Records shown>

====================

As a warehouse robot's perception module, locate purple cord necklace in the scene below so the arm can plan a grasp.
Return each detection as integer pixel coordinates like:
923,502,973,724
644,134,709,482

====================

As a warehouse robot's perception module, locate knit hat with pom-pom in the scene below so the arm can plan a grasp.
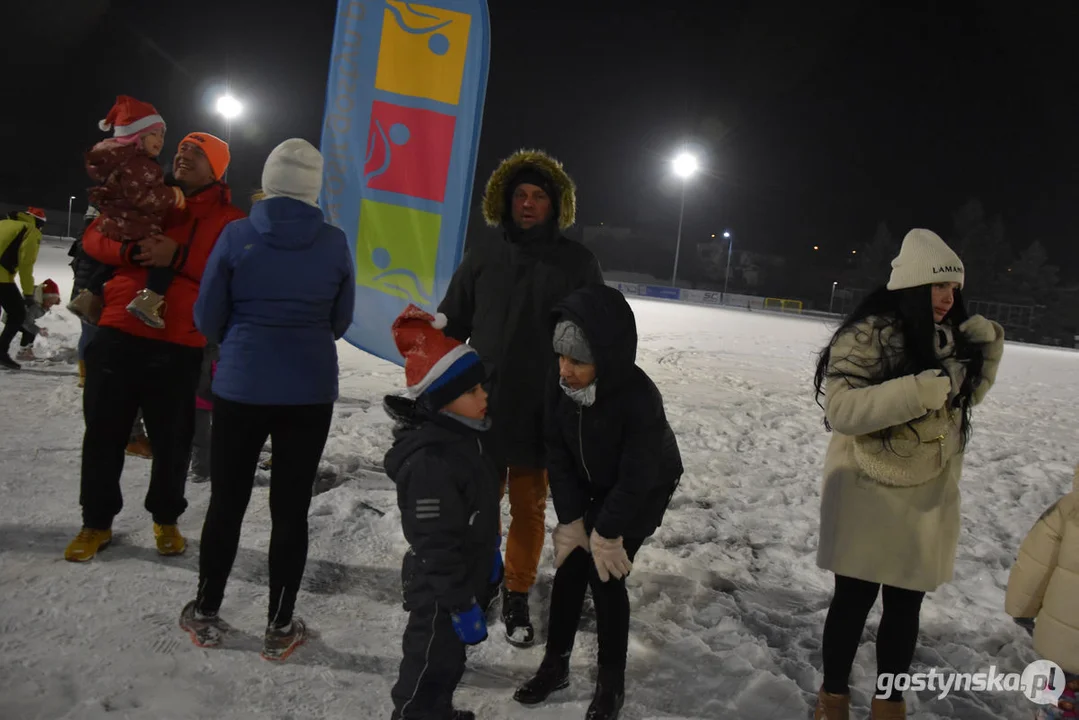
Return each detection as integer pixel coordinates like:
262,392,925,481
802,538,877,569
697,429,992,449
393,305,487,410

====================

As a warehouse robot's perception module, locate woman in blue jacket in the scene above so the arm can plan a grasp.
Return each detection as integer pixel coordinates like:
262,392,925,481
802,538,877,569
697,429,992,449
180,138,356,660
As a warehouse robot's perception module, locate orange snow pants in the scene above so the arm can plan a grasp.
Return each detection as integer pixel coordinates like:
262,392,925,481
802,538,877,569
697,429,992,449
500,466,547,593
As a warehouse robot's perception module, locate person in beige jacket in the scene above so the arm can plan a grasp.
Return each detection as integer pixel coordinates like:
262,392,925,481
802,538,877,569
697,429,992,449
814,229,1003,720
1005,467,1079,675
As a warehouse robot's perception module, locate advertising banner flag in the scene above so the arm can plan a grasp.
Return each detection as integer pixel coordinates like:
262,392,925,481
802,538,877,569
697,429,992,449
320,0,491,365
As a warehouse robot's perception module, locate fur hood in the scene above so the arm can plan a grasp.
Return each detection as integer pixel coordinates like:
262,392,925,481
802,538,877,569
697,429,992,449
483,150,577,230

====================

Task prompt> Convert the lines between the one holding "As a warehouse robot's perception module, locate purple" and the one holding "644,134,709,482", inclusive, into a JSON list of strings, one string per line, with blank lines omitted.

Solved problem>
[
  "As a warehouse robot's perception module, locate purple cord necklace in the scene below so the arm can plan a grasp.",
  "Return each detection as integer pixel coordinates like:",
  "923,502,973,724",
  "644,134,709,482"
]